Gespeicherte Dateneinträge
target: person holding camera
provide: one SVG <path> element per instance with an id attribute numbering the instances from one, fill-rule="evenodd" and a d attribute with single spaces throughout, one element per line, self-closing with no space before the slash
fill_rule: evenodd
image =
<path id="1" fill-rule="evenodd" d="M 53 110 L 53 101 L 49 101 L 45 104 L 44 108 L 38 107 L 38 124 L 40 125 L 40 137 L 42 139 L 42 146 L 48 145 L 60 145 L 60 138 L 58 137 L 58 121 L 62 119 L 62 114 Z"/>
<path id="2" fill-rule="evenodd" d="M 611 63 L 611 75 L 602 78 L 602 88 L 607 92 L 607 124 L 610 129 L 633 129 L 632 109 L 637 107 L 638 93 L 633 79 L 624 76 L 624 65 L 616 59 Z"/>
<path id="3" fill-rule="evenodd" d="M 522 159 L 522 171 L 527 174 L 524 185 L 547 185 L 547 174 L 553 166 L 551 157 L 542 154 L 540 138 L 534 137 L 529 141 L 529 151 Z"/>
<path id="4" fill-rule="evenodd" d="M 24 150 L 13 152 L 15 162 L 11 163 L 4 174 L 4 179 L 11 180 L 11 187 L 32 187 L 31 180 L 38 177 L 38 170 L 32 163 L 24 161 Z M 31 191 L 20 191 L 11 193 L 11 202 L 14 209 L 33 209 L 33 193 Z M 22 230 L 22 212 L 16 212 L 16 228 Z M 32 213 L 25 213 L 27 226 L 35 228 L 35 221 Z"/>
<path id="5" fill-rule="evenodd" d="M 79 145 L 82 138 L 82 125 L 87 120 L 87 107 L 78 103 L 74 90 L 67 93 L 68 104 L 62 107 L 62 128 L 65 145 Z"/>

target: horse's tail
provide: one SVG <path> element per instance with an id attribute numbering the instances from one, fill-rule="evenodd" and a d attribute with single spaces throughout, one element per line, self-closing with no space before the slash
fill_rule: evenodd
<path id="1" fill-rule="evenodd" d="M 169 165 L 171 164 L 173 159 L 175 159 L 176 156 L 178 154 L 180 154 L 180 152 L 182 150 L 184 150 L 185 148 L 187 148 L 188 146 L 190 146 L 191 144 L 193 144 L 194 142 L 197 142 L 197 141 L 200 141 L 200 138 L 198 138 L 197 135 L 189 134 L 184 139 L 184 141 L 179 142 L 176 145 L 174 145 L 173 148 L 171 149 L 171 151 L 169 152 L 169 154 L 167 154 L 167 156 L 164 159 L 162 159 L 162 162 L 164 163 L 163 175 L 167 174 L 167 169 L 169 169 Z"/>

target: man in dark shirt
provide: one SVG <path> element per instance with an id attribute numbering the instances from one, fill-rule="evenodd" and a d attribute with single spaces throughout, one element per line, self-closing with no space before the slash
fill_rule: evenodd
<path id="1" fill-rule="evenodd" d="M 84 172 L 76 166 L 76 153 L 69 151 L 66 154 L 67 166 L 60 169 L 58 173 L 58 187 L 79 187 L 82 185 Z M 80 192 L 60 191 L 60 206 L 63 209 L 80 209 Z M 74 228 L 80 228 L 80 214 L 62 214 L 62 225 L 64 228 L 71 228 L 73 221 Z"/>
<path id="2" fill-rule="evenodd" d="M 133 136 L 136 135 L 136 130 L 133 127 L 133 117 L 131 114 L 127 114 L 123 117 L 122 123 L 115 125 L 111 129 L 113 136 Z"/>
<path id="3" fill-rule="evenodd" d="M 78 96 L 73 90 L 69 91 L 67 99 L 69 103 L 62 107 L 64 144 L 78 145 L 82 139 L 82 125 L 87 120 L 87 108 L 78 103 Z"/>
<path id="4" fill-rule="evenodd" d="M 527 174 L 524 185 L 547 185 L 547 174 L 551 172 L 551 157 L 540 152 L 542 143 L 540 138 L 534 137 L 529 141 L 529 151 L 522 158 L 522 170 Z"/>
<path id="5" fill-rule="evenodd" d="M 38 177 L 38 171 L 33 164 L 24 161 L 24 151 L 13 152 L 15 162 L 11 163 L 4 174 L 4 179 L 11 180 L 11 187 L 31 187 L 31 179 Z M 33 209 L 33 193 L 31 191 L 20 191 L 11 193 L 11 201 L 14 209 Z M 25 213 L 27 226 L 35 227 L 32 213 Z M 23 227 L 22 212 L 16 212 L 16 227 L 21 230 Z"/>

#### Auftrag
Gib bitte den Teil der Auflistung, der mit der Zeile mit "target: man in dark shirt" beginnt und mit der Zeile mit "547 174 L 551" endet, beide Zeilen eingeschlossen, als JSON-Liste von Zeichenketten aus. Jede Zeile wird zu einer Zeichenkette, Leerzeilen fallen weg.

#### Die Antwort
[
  "target: man in dark shirt",
  "provide: one SVG <path> element per instance with an id attribute numbering the instances from one, fill-rule=\"evenodd\" and a d attribute with single spaces throughout, one element per line, self-closing with no space before the slash",
  "fill_rule: evenodd",
  "<path id=\"1\" fill-rule=\"evenodd\" d=\"M 84 172 L 76 166 L 76 153 L 69 151 L 66 154 L 67 166 L 60 169 L 58 173 L 58 187 L 79 187 L 82 185 Z M 80 192 L 60 191 L 60 206 L 63 209 L 80 209 Z M 74 228 L 80 228 L 80 214 L 62 214 L 62 225 L 64 228 L 71 228 L 73 221 Z\"/>",
  "<path id=\"2\" fill-rule=\"evenodd\" d=\"M 133 136 L 136 135 L 136 130 L 133 127 L 133 117 L 131 114 L 127 114 L 123 117 L 122 123 L 115 125 L 111 129 L 113 136 Z\"/>",
  "<path id=\"3\" fill-rule=\"evenodd\" d=\"M 78 96 L 73 90 L 69 91 L 67 99 L 69 103 L 62 107 L 64 144 L 78 145 L 82 139 L 82 125 L 87 120 L 87 108 L 78 103 Z\"/>",
  "<path id=\"4\" fill-rule=\"evenodd\" d=\"M 527 174 L 524 185 L 547 185 L 547 174 L 551 172 L 551 157 L 540 152 L 542 143 L 540 138 L 534 137 L 529 141 L 529 151 L 522 158 L 522 170 Z\"/>"
]